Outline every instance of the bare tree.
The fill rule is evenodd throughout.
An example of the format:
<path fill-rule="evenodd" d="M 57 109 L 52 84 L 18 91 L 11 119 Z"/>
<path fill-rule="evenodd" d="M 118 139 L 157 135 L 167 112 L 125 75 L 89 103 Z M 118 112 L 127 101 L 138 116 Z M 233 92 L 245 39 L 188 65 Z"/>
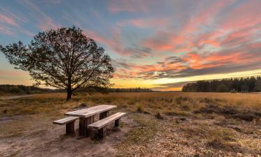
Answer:
<path fill-rule="evenodd" d="M 28 45 L 19 41 L 0 50 L 38 84 L 65 89 L 68 100 L 80 87 L 108 87 L 114 72 L 104 50 L 74 27 L 40 32 Z"/>

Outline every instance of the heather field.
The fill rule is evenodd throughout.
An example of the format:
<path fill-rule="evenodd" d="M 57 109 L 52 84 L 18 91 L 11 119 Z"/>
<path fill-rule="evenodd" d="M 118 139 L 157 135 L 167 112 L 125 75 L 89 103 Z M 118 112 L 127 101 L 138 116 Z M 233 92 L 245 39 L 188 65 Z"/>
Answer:
<path fill-rule="evenodd" d="M 259 93 L 110 93 L 0 96 L 0 156 L 260 156 Z M 125 112 L 102 140 L 52 121 L 100 104 Z M 112 113 L 110 113 L 112 114 Z M 78 123 L 75 123 L 76 131 Z"/>

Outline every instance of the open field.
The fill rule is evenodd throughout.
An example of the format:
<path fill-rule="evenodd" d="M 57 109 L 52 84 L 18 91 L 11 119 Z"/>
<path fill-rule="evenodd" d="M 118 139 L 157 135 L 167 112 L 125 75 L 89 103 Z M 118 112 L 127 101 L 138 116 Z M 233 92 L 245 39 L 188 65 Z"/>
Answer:
<path fill-rule="evenodd" d="M 260 156 L 261 95 L 227 93 L 36 94 L 0 100 L 0 156 Z M 100 104 L 126 112 L 102 141 L 52 124 Z M 77 123 L 75 123 L 77 124 Z M 78 126 L 75 126 L 77 129 Z"/>

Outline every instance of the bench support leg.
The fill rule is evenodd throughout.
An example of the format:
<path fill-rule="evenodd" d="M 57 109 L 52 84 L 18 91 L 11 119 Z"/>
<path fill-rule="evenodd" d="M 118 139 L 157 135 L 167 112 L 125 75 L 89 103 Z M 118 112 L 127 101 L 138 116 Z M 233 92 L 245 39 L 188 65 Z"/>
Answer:
<path fill-rule="evenodd" d="M 88 137 L 90 135 L 91 129 L 88 128 L 87 126 L 94 122 L 94 116 L 87 118 L 79 118 L 79 135 Z"/>
<path fill-rule="evenodd" d="M 115 120 L 115 127 L 118 127 L 120 126 L 120 119 Z"/>
<path fill-rule="evenodd" d="M 105 111 L 100 114 L 100 120 L 109 116 L 109 111 Z"/>
<path fill-rule="evenodd" d="M 66 124 L 66 135 L 74 135 L 74 121 Z"/>
<path fill-rule="evenodd" d="M 98 130 L 98 136 L 97 137 L 100 139 L 102 139 L 106 134 L 106 127 L 103 127 Z"/>

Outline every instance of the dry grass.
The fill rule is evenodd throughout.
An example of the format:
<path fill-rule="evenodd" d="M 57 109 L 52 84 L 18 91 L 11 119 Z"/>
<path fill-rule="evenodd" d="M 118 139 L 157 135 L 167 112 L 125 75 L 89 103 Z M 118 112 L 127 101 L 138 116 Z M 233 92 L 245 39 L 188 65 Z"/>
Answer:
<path fill-rule="evenodd" d="M 260 96 L 111 93 L 79 94 L 66 102 L 65 94 L 38 94 L 0 101 L 0 118 L 16 119 L 0 121 L 0 138 L 52 129 L 50 121 L 81 103 L 87 107 L 111 104 L 118 105 L 118 110 L 128 112 L 137 124 L 116 147 L 116 156 L 257 156 L 261 154 Z"/>

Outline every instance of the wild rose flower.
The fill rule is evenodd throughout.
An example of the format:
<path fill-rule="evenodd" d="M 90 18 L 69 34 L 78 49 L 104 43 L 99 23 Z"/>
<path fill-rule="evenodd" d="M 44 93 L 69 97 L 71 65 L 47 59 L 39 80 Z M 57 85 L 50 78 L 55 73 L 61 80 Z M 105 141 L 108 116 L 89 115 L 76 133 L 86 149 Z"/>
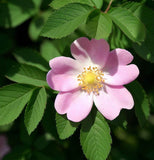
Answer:
<path fill-rule="evenodd" d="M 7 138 L 4 135 L 0 135 L 0 160 L 10 151 L 10 147 L 7 144 Z"/>
<path fill-rule="evenodd" d="M 131 109 L 133 97 L 123 85 L 139 75 L 133 56 L 125 49 L 109 51 L 104 39 L 89 41 L 79 38 L 71 45 L 75 59 L 56 57 L 50 60 L 47 74 L 49 86 L 60 91 L 55 100 L 59 114 L 67 114 L 74 122 L 87 117 L 93 106 L 109 120 L 115 119 L 122 108 Z"/>

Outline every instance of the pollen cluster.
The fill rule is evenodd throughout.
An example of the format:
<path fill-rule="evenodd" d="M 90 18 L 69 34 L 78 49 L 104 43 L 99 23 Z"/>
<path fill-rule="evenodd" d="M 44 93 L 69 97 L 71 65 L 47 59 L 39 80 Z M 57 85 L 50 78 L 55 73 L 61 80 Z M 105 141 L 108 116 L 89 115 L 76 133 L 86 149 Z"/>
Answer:
<path fill-rule="evenodd" d="M 95 95 L 99 95 L 99 90 L 103 87 L 103 72 L 97 67 L 84 68 L 84 71 L 77 76 L 79 86 L 83 91 L 88 94 L 93 92 Z"/>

--------

▶ The task
Using the records above, output their complete text exactly, minus any images.

▶ Full answer
Outline every instance of the bare tree.
The fill rule is evenodd throughout.
An example of the format:
<path fill-rule="evenodd" d="M 57 109 L 52 84 L 18 91 L 11 119 Z"/>
<path fill-rule="evenodd" d="M 118 139 L 157 135 L 167 112 L 125 75 L 89 103 Z M 118 112 L 127 101 L 138 116 Z M 233 92 L 245 39 L 188 65 Z"/>
Answer:
<path fill-rule="evenodd" d="M 28 45 L 19 41 L 0 50 L 38 84 L 65 89 L 68 100 L 80 87 L 108 87 L 114 72 L 104 50 L 74 27 L 40 32 Z"/>

Outline every instance of the heather field.
The fill rule is evenodd throughout.
An example of the format:
<path fill-rule="evenodd" d="M 57 109 L 52 84 L 18 91 L 11 119 Z"/>
<path fill-rule="evenodd" d="M 118 139 L 157 135 L 167 112 L 125 75 L 89 103 Z M 118 112 L 127 101 L 138 116 Z M 233 92 L 245 39 L 188 65 Z"/>
Answer:
<path fill-rule="evenodd" d="M 259 93 L 110 93 L 0 96 L 0 156 L 260 156 Z M 125 112 L 102 140 L 52 121 L 100 104 Z M 112 113 L 110 113 L 112 114 Z M 78 123 L 75 123 L 76 131 Z"/>

Outline every instance of the open field.
The fill rule is evenodd throughout.
An example of the format:
<path fill-rule="evenodd" d="M 57 109 L 52 84 L 18 91 L 11 119 Z"/>
<path fill-rule="evenodd" d="M 118 139 L 157 135 L 167 112 L 125 75 L 89 103 Z M 118 112 L 127 101 L 138 116 Z M 233 92 L 245 39 L 188 65 Z"/>
Answer:
<path fill-rule="evenodd" d="M 260 156 L 261 95 L 227 93 L 36 94 L 0 100 L 0 156 Z M 100 104 L 126 112 L 102 141 L 52 124 Z M 77 123 L 75 123 L 77 124 Z M 78 126 L 75 126 L 77 129 Z"/>

Outline every instance of the bench support leg.
The fill rule is evenodd throughout.
An example of the format:
<path fill-rule="evenodd" d="M 57 109 L 52 84 L 18 91 L 11 119 Z"/>
<path fill-rule="evenodd" d="M 118 139 L 157 135 L 167 112 L 125 75 L 89 103 Z M 118 112 L 127 101 L 138 116 Z M 233 92 L 245 39 L 188 65 Z"/>
Answer:
<path fill-rule="evenodd" d="M 88 137 L 90 135 L 91 129 L 88 128 L 87 126 L 94 122 L 94 116 L 87 118 L 79 118 L 79 135 Z"/>
<path fill-rule="evenodd" d="M 115 120 L 115 127 L 118 127 L 120 126 L 120 119 Z"/>
<path fill-rule="evenodd" d="M 105 111 L 100 114 L 100 120 L 109 116 L 109 111 Z"/>
<path fill-rule="evenodd" d="M 66 124 L 66 135 L 74 135 L 74 121 Z"/>
<path fill-rule="evenodd" d="M 98 130 L 98 136 L 97 137 L 100 139 L 102 139 L 106 134 L 106 127 L 103 127 Z"/>

Outline every instance of the dry grass.
The fill rule is evenodd throughout.
An example of the format:
<path fill-rule="evenodd" d="M 57 109 L 52 84 L 18 91 L 11 119 Z"/>
<path fill-rule="evenodd" d="M 118 139 L 157 135 L 167 112 L 125 75 L 89 103 Z M 118 112 L 127 101 L 138 116 Z M 233 92 L 245 39 L 188 65 Z"/>
Answer:
<path fill-rule="evenodd" d="M 260 96 L 111 93 L 79 94 L 66 102 L 65 94 L 38 94 L 0 101 L 0 118 L 16 119 L 0 121 L 0 138 L 52 129 L 50 121 L 81 103 L 87 107 L 111 104 L 118 105 L 118 110 L 128 112 L 137 124 L 116 147 L 116 156 L 257 156 L 261 154 Z"/>

Outline every instance of the wild rose flower.
The fill rule is evenodd throughout.
An example of the format:
<path fill-rule="evenodd" d="M 90 18 L 69 34 L 78 49 L 104 43 L 99 23 Z"/>
<path fill-rule="evenodd" d="M 44 93 L 69 97 L 71 65 L 47 59 L 39 80 Z M 57 85 L 50 78 L 55 73 L 61 80 Z M 105 141 L 108 116 L 89 115 L 76 133 L 86 149 Z"/>
Answer:
<path fill-rule="evenodd" d="M 7 138 L 4 135 L 0 135 L 0 160 L 10 151 L 10 147 L 7 144 Z"/>
<path fill-rule="evenodd" d="M 131 109 L 133 97 L 123 85 L 139 75 L 133 56 L 125 49 L 109 51 L 104 39 L 89 41 L 79 38 L 71 45 L 75 59 L 56 57 L 50 60 L 47 74 L 49 86 L 60 91 L 55 100 L 59 114 L 67 114 L 74 122 L 87 117 L 93 106 L 109 120 L 115 119 L 122 108 Z"/>

Outline every instance of the pollen cluster.
The fill rule is evenodd throughout.
An example of the format:
<path fill-rule="evenodd" d="M 90 18 L 69 34 L 78 49 L 104 43 L 99 23 Z"/>
<path fill-rule="evenodd" d="M 44 93 L 69 97 L 71 65 L 47 59 L 39 80 Z M 57 85 L 50 78 L 55 73 L 61 80 Z M 105 141 L 108 116 L 89 115 L 76 133 L 86 149 Z"/>
Answer:
<path fill-rule="evenodd" d="M 95 95 L 99 95 L 99 90 L 103 87 L 103 72 L 97 67 L 84 68 L 84 71 L 77 76 L 79 86 L 83 91 L 88 94 L 93 92 Z"/>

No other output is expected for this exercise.